§ **Problem to work on**
Repeat only the stretch of lines below that runs from the line with "Note: the class marks the white" through the line with "Note: the class marks the smiling", unaltered.

§ **Supplied material**
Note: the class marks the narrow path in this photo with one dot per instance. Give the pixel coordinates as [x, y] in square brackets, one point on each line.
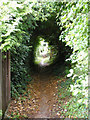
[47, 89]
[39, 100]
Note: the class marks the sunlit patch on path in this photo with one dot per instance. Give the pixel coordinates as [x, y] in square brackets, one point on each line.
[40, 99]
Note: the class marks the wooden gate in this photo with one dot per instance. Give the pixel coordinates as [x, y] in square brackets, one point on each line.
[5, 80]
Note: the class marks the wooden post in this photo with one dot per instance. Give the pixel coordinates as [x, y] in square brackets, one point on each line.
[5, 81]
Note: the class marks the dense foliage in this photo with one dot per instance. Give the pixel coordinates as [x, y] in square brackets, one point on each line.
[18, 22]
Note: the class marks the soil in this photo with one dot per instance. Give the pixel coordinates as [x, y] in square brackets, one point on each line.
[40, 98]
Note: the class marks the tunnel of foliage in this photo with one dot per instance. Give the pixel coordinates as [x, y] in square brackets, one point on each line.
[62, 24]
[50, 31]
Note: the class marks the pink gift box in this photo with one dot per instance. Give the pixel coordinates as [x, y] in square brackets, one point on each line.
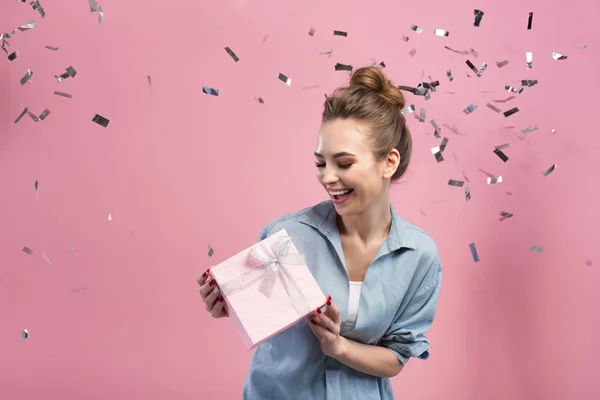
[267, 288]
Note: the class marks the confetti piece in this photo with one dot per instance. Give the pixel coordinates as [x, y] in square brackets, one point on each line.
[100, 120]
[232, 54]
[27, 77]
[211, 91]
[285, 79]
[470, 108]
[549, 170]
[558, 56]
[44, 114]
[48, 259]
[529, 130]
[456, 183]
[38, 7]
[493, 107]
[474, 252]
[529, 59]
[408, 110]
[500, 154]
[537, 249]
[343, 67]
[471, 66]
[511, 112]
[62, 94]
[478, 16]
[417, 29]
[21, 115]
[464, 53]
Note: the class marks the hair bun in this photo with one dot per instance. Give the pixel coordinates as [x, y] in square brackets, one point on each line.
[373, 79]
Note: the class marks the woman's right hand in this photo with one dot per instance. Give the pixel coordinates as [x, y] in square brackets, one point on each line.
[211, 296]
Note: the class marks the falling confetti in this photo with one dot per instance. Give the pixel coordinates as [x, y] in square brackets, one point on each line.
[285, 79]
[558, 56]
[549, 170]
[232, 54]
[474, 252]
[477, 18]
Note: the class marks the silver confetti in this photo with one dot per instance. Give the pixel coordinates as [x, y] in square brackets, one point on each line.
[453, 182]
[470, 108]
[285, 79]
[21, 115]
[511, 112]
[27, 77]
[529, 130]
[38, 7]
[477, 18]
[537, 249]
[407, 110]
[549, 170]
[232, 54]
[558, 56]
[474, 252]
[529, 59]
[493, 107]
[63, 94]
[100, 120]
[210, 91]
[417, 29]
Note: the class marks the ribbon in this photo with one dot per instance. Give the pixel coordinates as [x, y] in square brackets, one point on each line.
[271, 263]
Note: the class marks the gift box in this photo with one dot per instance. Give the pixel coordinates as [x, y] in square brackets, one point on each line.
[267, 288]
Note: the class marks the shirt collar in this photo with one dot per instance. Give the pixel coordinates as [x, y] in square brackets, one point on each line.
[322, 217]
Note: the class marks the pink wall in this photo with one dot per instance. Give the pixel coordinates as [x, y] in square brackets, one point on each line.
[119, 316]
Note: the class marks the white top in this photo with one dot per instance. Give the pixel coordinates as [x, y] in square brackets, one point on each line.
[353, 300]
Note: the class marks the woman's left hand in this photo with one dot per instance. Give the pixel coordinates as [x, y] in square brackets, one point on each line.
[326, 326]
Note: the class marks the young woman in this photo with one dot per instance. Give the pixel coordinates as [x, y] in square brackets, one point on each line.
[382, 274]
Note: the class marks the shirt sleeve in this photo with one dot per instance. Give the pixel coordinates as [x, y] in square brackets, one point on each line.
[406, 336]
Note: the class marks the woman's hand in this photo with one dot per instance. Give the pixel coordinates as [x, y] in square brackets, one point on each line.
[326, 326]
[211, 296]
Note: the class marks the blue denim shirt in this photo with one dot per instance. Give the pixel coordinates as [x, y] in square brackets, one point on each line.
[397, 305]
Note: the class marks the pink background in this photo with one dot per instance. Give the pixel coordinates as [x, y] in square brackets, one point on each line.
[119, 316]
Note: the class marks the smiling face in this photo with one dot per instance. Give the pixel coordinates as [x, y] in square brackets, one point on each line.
--
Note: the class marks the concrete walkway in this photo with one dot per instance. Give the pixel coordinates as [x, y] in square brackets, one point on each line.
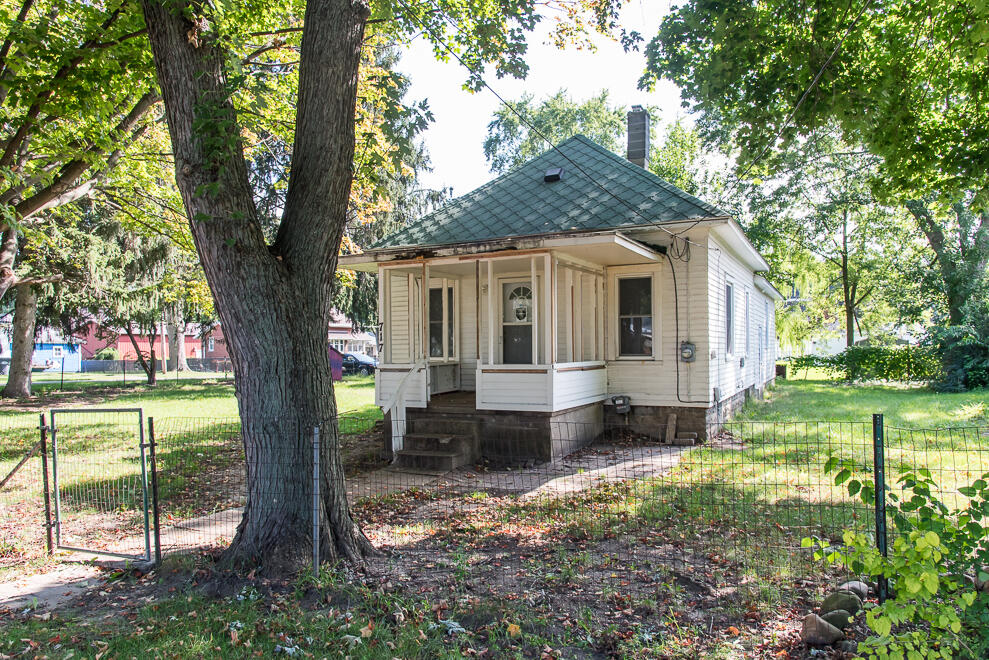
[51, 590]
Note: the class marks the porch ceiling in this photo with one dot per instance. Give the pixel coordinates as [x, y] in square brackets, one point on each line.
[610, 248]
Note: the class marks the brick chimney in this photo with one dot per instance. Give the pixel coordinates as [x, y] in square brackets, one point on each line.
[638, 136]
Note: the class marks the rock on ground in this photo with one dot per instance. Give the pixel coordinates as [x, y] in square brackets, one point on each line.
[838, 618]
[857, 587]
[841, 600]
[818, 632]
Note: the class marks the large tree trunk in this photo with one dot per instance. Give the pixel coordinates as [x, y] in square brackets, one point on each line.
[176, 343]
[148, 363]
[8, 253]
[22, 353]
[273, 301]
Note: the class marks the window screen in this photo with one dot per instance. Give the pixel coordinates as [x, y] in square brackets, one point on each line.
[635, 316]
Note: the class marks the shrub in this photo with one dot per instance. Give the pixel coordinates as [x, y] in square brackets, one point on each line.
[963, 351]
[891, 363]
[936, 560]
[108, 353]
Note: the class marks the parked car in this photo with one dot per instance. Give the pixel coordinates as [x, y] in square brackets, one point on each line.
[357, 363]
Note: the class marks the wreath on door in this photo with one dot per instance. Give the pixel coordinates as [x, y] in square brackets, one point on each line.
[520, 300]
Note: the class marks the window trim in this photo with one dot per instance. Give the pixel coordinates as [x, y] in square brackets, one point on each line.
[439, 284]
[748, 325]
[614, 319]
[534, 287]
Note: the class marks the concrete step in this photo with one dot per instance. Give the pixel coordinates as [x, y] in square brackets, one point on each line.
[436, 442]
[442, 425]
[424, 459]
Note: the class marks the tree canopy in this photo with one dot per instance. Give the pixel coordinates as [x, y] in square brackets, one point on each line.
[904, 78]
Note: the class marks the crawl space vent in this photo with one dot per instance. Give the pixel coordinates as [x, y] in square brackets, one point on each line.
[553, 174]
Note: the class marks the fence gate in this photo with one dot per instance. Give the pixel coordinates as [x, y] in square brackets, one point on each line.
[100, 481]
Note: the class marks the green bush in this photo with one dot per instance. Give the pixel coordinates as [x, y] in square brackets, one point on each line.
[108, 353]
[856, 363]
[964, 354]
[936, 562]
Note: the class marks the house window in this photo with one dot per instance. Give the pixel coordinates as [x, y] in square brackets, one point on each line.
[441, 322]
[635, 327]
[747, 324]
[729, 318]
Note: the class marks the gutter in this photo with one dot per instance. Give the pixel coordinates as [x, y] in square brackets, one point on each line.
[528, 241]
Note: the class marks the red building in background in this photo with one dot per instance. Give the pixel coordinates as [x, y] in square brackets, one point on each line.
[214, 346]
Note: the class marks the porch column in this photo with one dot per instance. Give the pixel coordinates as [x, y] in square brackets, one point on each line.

§ **Task solution**
Note: the class marks the white top in this photo with one dot per instance. Give the pixel coordinates as [x, y] in square brackets, one point on each line.
[353, 300]
Note: the class marks the woman's left hand in this photo with one dot per instance. Give the pixel coordinates as [x, y] in square brackets, one point on each line.
[326, 326]
Note: the class marks the young woman in this photo with one dot per instance. Give the pixel coordinates as [x, y] in square brackets, one point on each line.
[382, 274]
Note: the class marks the shirt sleeve in this photo with one dot per instance. Give the pixel coordinates as [x, y] in square brackets, one point on each line.
[406, 336]
Note: the class marks the woman's hand in this photo with one dot per instance. Give the pixel coordinates as [x, y] in square brackets, one point on each line.
[326, 326]
[211, 296]
Note: the class marks the blue denim shirt in this photo with one dot per instance. Give the pixel coordinates as [x, y] in square brackets, one point on each line.
[397, 305]
Note: the class marks the pink background in this photo with one dot per instance. Give the pixel coordinates as [x, y] in square brackets, one point on each line.
[119, 316]
Note: the class marks the smiling face in this photo with one dot per instance. Give the pixel coordinates as [x, y] in square brackets, one point on each line.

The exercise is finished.